TEKS BACAAN
□ □ □
Sebenarnya, sejak SD kelas V sudah ikut kelompok teater anak-anak yang dilatih Rudi Corens dari Belgia. Beliau dosen tamu di UGM dan ISI. Dari SD sampai SMA itu saya belajar teater modern. Selain itu, sejak kecil sudah senang teater karena bapak main ketoprak, simbah nyungging wayang. Tiap hari nonton ketoprak atau wayang. Rumah saya juga di antara ISI dan UGM, banyak bergaul dengan anak mahasiswa teater dan menonton teater. Di situ membangkitkan minat saya berteater. Saat SMA, saya bergabung di kelompok teater dan mulai bergaul dengan anak teater lain, ikut lokakarya, bergabung dengan Sanggar Anom dilatih Pak Gentong HAS (seniman Yogya).

Sejak kapan bergabung dengan Teater Garasi?

Waktu saya kuliah di Fisipol UGM, 1994. Belum mulai serius karena masih kuliah. Teater Garasi lalu keluar sebagai teater kampus dan menjadi independen. Dari situ, saya pikir ini sudah harus serius. Teater Garasi sudah 27 tahun. Baru saja ulang tahun pada 4 Desember lalu. Pada tanggal 5, saya mendapat Piala Citra ini. Ini hadiah buat Teater Garasi, tempat saya tumbuh besar. Belajar keaktoran secara intensif, kenal banyak metode keaktoran, ragam main, tema, dan isu, banyak dikayakan oleh kerja kolektif.  

Kemudian belajar penyutradaraan lalu terjun ke sastra juga...
□ □ □
DATA YANG DITAMPILKAN
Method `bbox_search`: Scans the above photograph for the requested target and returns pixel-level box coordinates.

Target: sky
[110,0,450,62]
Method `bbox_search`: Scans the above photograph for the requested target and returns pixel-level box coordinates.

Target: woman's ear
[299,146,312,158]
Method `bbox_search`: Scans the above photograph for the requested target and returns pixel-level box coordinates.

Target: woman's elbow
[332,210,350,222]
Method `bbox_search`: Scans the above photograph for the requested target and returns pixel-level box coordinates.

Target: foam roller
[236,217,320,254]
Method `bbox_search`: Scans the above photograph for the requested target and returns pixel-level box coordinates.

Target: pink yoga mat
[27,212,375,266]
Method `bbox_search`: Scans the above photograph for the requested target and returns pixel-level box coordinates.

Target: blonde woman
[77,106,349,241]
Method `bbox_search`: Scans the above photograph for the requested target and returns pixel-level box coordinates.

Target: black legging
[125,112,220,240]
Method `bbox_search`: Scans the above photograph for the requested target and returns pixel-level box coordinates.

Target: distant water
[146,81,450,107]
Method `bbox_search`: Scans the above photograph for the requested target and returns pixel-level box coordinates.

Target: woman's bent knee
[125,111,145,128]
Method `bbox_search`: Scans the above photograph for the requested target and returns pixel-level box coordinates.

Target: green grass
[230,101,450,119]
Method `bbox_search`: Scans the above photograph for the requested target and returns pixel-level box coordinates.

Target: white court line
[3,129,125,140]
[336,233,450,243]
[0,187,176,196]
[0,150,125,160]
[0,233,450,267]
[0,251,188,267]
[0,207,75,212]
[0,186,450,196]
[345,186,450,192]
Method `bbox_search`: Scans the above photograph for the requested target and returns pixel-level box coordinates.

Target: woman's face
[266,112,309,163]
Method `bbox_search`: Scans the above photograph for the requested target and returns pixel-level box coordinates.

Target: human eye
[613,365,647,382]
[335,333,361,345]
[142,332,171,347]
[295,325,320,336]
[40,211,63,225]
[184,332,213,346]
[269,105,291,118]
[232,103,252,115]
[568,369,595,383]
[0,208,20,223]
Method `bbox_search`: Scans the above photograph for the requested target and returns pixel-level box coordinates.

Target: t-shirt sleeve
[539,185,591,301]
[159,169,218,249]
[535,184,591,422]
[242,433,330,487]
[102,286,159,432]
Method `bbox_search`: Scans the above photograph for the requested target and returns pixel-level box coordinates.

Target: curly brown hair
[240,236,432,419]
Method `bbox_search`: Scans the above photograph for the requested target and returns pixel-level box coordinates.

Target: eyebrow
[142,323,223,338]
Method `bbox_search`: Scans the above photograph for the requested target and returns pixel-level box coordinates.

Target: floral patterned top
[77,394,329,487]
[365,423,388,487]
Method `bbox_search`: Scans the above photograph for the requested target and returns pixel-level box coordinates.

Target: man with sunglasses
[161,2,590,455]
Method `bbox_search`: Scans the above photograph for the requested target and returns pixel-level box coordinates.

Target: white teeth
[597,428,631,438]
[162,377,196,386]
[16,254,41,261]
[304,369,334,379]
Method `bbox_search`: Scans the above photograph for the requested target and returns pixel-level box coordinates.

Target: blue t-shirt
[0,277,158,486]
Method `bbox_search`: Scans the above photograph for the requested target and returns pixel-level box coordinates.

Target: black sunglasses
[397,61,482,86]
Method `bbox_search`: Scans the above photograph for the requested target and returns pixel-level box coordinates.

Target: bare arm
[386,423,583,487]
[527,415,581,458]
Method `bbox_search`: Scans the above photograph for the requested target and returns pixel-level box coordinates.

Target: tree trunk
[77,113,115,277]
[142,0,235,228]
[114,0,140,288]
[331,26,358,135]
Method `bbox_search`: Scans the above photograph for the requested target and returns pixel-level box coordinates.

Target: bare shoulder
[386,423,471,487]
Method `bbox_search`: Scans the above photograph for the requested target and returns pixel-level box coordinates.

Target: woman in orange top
□ □ □
TUGAS SINGKAT
Menurut teks bacaan, siapa yang melatih di Sanggar Anom ketika penutur bergabung saat SMA?

JAWABAN ANDA
Pak Gentong HAS, seorang seniman Yogya.